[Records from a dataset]
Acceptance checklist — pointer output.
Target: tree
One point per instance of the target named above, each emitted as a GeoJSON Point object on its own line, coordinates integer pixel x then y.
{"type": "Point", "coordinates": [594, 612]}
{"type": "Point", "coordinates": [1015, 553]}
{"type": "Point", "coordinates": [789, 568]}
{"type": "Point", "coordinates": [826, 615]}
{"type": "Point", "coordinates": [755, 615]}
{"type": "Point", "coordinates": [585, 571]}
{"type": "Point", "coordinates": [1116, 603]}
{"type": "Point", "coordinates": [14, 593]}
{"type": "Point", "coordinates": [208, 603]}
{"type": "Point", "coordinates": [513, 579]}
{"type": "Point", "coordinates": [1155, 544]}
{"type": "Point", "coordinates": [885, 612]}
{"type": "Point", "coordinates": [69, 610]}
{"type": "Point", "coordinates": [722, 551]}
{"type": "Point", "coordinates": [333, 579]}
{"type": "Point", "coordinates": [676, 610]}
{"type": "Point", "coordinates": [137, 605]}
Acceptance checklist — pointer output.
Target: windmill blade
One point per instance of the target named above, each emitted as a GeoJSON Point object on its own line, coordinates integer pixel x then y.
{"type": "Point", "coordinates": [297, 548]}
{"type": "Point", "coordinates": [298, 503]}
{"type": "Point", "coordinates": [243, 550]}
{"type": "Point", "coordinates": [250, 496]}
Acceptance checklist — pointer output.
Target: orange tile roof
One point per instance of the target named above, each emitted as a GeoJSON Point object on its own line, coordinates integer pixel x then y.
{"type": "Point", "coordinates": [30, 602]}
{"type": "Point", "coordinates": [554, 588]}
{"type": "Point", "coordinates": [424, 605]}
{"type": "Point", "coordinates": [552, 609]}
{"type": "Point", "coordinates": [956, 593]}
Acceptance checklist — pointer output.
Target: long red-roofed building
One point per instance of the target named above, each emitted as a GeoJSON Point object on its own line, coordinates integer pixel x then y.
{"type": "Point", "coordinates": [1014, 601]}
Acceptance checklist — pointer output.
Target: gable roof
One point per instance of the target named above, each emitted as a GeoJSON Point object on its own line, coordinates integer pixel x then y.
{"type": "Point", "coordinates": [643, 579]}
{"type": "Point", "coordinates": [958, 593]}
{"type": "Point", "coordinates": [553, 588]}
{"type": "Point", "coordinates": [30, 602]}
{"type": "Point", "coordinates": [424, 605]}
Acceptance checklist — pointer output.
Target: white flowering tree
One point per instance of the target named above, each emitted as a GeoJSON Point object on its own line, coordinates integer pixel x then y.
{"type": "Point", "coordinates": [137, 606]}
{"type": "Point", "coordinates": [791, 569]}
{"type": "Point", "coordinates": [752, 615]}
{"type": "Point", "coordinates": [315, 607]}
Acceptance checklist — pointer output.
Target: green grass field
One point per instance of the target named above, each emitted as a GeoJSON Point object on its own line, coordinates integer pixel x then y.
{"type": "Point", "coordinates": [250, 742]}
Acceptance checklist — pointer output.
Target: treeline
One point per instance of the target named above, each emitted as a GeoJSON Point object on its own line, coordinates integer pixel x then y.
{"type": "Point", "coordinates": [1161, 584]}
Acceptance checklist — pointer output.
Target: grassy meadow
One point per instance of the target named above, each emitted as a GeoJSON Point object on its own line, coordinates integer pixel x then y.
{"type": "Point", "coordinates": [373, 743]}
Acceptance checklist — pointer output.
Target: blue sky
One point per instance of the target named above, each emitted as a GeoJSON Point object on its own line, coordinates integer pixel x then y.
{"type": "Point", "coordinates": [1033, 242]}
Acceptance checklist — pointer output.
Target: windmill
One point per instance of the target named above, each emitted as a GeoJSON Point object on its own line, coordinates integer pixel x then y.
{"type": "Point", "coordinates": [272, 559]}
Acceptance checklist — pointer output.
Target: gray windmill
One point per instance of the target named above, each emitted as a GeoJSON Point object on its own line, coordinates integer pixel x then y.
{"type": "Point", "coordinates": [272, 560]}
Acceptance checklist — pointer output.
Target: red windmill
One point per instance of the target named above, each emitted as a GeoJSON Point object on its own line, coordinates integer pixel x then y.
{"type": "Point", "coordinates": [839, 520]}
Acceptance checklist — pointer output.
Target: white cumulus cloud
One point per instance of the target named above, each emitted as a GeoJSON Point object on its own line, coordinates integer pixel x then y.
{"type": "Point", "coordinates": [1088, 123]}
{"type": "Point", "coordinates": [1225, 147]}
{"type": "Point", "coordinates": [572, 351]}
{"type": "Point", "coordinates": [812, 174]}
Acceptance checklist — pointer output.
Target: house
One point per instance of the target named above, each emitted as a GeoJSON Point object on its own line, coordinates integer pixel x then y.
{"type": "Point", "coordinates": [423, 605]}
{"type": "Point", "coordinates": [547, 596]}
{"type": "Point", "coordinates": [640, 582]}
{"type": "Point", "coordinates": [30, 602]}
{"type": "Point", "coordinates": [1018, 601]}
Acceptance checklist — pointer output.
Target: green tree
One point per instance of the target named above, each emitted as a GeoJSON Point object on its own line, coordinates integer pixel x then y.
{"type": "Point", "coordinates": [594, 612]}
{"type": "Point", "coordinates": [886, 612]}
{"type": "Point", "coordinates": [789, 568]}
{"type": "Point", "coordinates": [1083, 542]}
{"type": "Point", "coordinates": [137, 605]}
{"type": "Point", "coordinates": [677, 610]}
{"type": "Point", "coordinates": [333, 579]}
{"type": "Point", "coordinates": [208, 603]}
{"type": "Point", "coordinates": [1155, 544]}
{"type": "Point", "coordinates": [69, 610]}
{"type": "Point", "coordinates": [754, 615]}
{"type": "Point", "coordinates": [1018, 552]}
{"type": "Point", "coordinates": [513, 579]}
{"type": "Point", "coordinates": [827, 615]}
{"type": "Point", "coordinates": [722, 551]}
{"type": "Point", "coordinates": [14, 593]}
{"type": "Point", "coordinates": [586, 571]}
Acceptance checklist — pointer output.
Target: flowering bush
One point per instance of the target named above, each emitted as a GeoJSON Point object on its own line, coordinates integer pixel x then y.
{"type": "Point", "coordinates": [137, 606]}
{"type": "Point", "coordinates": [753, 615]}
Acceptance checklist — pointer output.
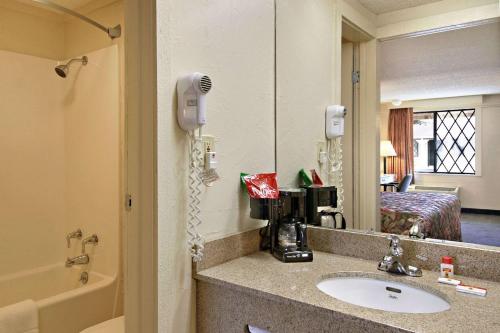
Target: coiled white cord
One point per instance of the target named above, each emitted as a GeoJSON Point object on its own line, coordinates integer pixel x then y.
{"type": "Point", "coordinates": [335, 171]}
{"type": "Point", "coordinates": [196, 242]}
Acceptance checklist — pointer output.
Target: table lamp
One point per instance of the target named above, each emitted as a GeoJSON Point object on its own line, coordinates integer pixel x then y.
{"type": "Point", "coordinates": [386, 150]}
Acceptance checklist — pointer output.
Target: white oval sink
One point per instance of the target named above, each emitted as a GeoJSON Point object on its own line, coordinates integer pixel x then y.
{"type": "Point", "coordinates": [382, 295]}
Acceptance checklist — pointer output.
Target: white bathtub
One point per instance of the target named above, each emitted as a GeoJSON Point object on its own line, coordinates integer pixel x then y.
{"type": "Point", "coordinates": [65, 305]}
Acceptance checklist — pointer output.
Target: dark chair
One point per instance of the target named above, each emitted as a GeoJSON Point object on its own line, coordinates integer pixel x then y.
{"type": "Point", "coordinates": [405, 183]}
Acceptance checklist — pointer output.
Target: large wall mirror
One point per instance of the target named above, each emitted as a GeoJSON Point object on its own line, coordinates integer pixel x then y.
{"type": "Point", "coordinates": [421, 142]}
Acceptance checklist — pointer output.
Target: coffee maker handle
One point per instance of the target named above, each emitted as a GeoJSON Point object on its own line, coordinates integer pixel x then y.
{"type": "Point", "coordinates": [301, 235]}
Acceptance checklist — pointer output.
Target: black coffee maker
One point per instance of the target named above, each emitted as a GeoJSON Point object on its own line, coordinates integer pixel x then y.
{"type": "Point", "coordinates": [286, 234]}
{"type": "Point", "coordinates": [321, 201]}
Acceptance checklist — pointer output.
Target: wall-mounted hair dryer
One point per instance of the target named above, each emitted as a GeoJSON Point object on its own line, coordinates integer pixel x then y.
{"type": "Point", "coordinates": [334, 121]}
{"type": "Point", "coordinates": [191, 95]}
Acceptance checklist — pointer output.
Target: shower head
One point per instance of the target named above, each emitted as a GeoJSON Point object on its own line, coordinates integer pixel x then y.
{"type": "Point", "coordinates": [62, 70]}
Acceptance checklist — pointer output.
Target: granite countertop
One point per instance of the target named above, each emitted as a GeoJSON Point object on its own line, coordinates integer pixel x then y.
{"type": "Point", "coordinates": [264, 276]}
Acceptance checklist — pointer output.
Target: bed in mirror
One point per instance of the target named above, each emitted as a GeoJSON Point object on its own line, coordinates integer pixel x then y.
{"type": "Point", "coordinates": [420, 145]}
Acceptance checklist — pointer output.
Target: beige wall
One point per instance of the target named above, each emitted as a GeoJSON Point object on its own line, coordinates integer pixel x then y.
{"type": "Point", "coordinates": [304, 82]}
{"type": "Point", "coordinates": [32, 210]}
{"type": "Point", "coordinates": [479, 191]}
{"type": "Point", "coordinates": [61, 160]}
{"type": "Point", "coordinates": [233, 42]}
{"type": "Point", "coordinates": [29, 30]}
{"type": "Point", "coordinates": [309, 75]}
{"type": "Point", "coordinates": [92, 152]}
{"type": "Point", "coordinates": [91, 138]}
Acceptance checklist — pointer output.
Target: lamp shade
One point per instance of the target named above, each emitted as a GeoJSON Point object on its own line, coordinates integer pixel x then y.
{"type": "Point", "coordinates": [386, 149]}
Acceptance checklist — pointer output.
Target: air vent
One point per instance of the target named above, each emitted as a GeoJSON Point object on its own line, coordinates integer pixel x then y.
{"type": "Point", "coordinates": [205, 84]}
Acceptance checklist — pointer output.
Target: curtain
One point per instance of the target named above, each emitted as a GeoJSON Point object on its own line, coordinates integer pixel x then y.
{"type": "Point", "coordinates": [401, 136]}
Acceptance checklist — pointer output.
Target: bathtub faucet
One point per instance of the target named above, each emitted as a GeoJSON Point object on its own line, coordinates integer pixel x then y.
{"type": "Point", "coordinates": [78, 260]}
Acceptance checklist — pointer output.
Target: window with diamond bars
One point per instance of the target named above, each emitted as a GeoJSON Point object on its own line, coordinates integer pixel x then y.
{"type": "Point", "coordinates": [452, 150]}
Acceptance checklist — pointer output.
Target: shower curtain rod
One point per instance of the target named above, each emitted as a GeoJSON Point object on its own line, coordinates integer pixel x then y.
{"type": "Point", "coordinates": [113, 32]}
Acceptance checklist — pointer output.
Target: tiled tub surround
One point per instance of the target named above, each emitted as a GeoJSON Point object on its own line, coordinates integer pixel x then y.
{"type": "Point", "coordinates": [259, 290]}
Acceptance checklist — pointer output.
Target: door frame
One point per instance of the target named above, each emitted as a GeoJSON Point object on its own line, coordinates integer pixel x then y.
{"type": "Point", "coordinates": [140, 216]}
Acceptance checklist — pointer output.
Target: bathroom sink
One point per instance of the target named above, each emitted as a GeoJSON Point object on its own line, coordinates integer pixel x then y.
{"type": "Point", "coordinates": [381, 294]}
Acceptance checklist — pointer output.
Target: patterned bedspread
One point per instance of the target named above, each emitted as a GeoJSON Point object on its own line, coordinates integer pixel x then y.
{"type": "Point", "coordinates": [440, 213]}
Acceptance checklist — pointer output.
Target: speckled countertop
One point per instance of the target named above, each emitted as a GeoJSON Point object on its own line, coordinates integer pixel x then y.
{"type": "Point", "coordinates": [264, 276]}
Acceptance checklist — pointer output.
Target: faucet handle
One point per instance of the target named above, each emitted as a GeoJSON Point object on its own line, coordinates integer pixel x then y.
{"type": "Point", "coordinates": [394, 240]}
{"type": "Point", "coordinates": [74, 234]}
{"type": "Point", "coordinates": [91, 239]}
{"type": "Point", "coordinates": [396, 249]}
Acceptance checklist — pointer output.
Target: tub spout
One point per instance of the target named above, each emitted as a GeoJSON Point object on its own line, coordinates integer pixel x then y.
{"type": "Point", "coordinates": [79, 260]}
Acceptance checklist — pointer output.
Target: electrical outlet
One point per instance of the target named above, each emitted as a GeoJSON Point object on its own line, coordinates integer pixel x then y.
{"type": "Point", "coordinates": [208, 143]}
{"type": "Point", "coordinates": [322, 152]}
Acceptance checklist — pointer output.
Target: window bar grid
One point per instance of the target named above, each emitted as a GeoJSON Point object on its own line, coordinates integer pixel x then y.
{"type": "Point", "coordinates": [440, 160]}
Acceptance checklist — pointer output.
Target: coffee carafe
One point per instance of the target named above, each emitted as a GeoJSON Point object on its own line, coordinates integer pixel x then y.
{"type": "Point", "coordinates": [288, 227]}
{"type": "Point", "coordinates": [286, 234]}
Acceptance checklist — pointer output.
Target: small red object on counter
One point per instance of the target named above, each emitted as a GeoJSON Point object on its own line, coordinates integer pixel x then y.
{"type": "Point", "coordinates": [262, 186]}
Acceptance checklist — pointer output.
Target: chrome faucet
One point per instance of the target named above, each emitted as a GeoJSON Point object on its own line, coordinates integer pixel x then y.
{"type": "Point", "coordinates": [78, 260]}
{"type": "Point", "coordinates": [74, 234]}
{"type": "Point", "coordinates": [394, 262]}
{"type": "Point", "coordinates": [89, 240]}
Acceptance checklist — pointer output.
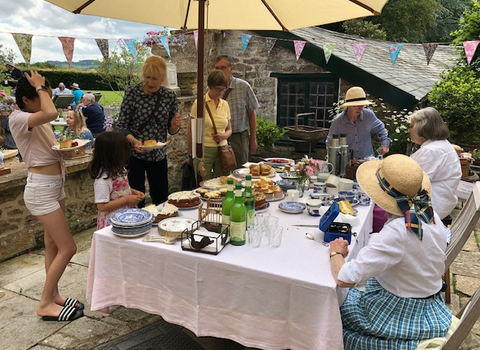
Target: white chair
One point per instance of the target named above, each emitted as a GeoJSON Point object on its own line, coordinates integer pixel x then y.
{"type": "Point", "coordinates": [462, 227]}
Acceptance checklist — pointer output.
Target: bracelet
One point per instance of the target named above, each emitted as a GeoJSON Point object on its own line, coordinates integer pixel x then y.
{"type": "Point", "coordinates": [337, 253]}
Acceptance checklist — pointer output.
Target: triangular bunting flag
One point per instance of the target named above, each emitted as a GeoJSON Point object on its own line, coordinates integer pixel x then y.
{"type": "Point", "coordinates": [24, 43]}
{"type": "Point", "coordinates": [245, 40]}
{"type": "Point", "coordinates": [195, 37]}
{"type": "Point", "coordinates": [130, 44]}
{"type": "Point", "coordinates": [270, 44]}
{"type": "Point", "coordinates": [298, 45]}
{"type": "Point", "coordinates": [429, 49]}
{"type": "Point", "coordinates": [470, 48]}
{"type": "Point", "coordinates": [103, 46]}
{"type": "Point", "coordinates": [164, 40]}
{"type": "Point", "coordinates": [359, 50]}
{"type": "Point", "coordinates": [327, 50]}
{"type": "Point", "coordinates": [68, 45]}
{"type": "Point", "coordinates": [394, 50]}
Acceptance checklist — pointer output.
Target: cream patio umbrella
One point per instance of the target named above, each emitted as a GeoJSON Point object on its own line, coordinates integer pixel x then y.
{"type": "Point", "coordinates": [282, 15]}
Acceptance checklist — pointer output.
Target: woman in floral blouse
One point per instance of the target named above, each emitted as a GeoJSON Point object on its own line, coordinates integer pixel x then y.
{"type": "Point", "coordinates": [138, 124]}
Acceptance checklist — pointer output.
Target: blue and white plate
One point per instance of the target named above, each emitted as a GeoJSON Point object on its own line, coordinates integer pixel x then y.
{"type": "Point", "coordinates": [131, 217]}
{"type": "Point", "coordinates": [292, 207]}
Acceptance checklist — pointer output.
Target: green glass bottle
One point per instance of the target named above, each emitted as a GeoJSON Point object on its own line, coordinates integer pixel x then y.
{"type": "Point", "coordinates": [227, 203]}
{"type": "Point", "coordinates": [249, 200]}
{"type": "Point", "coordinates": [238, 218]}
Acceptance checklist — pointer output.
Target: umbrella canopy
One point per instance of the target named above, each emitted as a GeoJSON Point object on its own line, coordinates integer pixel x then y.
{"type": "Point", "coordinates": [228, 14]}
{"type": "Point", "coordinates": [225, 14]}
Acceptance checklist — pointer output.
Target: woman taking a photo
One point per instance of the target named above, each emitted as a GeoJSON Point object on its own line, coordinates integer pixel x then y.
{"type": "Point", "coordinates": [218, 109]}
{"type": "Point", "coordinates": [149, 110]}
{"type": "Point", "coordinates": [44, 193]}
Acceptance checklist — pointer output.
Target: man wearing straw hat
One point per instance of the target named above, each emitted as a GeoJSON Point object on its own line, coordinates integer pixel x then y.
{"type": "Point", "coordinates": [358, 123]}
{"type": "Point", "coordinates": [400, 303]}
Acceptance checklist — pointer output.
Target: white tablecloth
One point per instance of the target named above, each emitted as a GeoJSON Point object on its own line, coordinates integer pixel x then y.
{"type": "Point", "coordinates": [269, 298]}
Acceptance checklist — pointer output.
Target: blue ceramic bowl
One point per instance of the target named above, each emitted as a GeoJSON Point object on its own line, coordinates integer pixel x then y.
{"type": "Point", "coordinates": [287, 184]}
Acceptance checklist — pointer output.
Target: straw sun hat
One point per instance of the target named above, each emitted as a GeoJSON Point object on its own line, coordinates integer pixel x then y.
{"type": "Point", "coordinates": [401, 172]}
{"type": "Point", "coordinates": [355, 97]}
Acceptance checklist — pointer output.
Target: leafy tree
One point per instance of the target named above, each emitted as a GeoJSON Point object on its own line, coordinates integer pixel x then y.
{"type": "Point", "coordinates": [407, 20]}
{"type": "Point", "coordinates": [365, 29]}
{"type": "Point", "coordinates": [447, 18]}
{"type": "Point", "coordinates": [121, 70]}
{"type": "Point", "coordinates": [456, 96]}
{"type": "Point", "coordinates": [6, 55]}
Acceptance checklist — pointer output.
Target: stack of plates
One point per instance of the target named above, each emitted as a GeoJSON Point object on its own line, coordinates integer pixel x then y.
{"type": "Point", "coordinates": [131, 222]}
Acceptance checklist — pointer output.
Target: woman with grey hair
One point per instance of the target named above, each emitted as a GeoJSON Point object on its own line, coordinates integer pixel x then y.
{"type": "Point", "coordinates": [437, 157]}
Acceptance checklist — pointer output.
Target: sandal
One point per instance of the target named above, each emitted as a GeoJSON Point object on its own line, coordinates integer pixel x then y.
{"type": "Point", "coordinates": [73, 303]}
{"type": "Point", "coordinates": [68, 313]}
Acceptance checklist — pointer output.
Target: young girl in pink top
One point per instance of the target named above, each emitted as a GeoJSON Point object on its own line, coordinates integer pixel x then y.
{"type": "Point", "coordinates": [44, 194]}
{"type": "Point", "coordinates": [112, 190]}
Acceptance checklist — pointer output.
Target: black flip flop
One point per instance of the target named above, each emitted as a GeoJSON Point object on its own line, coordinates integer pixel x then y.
{"type": "Point", "coordinates": [73, 302]}
{"type": "Point", "coordinates": [68, 313]}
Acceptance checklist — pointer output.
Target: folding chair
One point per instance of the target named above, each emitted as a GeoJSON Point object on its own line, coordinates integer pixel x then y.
{"type": "Point", "coordinates": [459, 330]}
{"type": "Point", "coordinates": [468, 316]}
{"type": "Point", "coordinates": [462, 228]}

» Exercise details:
Show each line of the rows above that contains the word "with".

» The solution:
Target: window with diamond bars
Target: woman with grey hair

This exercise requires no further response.